RECORDS FOR THE EXERCISE Start Marker
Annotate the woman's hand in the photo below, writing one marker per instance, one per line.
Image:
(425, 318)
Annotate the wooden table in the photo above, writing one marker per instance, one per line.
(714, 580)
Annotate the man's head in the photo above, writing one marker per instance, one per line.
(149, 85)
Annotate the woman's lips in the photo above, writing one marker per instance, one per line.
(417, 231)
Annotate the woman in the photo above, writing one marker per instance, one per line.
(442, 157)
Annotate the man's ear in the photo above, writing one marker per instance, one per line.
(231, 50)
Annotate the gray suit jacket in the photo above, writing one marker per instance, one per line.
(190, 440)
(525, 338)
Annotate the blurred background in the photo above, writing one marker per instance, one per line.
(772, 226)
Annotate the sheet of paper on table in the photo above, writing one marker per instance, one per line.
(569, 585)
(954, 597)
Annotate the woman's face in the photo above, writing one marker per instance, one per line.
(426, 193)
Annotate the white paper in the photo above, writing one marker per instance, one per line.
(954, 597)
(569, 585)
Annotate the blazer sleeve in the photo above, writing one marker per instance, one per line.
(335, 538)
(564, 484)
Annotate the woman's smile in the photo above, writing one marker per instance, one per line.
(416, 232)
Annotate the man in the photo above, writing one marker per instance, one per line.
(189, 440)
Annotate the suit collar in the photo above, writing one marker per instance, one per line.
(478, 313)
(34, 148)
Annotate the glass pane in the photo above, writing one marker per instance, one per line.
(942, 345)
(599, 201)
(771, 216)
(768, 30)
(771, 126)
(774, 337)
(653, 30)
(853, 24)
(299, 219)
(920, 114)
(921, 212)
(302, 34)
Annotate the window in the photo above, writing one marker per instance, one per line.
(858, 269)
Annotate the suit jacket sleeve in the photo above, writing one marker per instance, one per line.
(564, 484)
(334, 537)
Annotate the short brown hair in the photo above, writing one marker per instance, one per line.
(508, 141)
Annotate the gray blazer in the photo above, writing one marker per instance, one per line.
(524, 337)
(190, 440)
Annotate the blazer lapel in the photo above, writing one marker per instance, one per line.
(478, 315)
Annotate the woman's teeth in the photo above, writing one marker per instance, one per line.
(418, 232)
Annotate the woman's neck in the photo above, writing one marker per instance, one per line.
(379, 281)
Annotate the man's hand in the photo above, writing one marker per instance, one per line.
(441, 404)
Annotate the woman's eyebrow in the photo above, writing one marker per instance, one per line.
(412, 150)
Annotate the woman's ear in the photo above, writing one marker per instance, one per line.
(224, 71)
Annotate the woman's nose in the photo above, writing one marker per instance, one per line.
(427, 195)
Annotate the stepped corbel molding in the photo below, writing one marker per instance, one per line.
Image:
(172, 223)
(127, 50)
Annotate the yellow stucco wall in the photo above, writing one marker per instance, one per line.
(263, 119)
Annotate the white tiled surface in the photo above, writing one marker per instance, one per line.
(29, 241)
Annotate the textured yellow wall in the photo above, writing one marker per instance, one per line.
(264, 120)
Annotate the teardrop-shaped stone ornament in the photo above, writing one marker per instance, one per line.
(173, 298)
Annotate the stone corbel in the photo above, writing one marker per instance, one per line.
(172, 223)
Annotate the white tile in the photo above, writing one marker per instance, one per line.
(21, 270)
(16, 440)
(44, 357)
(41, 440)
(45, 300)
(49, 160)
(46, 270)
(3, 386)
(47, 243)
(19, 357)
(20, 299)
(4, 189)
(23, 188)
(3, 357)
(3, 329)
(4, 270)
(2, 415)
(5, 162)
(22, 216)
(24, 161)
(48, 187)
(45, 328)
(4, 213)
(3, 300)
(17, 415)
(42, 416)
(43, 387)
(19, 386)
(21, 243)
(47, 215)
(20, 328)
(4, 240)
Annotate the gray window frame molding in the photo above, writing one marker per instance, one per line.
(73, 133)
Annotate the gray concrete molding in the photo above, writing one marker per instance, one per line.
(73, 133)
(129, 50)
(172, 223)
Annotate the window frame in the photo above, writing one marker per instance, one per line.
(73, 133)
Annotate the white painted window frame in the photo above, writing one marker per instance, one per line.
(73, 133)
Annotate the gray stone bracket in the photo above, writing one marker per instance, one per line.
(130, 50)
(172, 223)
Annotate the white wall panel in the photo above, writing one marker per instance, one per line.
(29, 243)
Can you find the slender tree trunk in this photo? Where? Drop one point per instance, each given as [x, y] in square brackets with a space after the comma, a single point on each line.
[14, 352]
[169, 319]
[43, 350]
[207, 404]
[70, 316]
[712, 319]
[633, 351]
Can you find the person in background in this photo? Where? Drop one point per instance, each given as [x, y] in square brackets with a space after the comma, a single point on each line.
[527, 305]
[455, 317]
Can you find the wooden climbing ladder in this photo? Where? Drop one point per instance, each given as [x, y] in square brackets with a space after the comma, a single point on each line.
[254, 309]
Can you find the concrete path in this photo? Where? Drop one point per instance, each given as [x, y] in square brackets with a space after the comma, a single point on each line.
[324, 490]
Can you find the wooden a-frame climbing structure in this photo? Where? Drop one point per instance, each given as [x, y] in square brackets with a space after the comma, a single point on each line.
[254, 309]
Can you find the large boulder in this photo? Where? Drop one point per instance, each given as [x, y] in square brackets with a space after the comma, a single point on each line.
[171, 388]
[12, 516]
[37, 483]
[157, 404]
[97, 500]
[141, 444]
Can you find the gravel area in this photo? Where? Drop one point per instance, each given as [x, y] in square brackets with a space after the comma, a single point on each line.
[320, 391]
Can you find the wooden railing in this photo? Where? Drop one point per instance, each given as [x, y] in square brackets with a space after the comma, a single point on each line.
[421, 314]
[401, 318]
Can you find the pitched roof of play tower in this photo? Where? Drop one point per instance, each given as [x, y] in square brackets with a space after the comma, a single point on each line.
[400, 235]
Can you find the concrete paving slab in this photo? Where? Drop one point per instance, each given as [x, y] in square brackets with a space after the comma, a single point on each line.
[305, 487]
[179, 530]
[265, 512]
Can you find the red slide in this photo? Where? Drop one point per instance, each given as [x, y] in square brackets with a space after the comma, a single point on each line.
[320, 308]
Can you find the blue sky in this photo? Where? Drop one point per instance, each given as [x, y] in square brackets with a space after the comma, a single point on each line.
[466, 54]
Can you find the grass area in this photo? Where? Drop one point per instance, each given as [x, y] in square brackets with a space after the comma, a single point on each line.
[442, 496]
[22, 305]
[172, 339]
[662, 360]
RECORDS FOR THE EXERCISE End Marker
- _ACTION ITEM_:
Across the entries above, tally every line that includes the string "below", then state only the count.

- _WRITTEN REPLY_:
2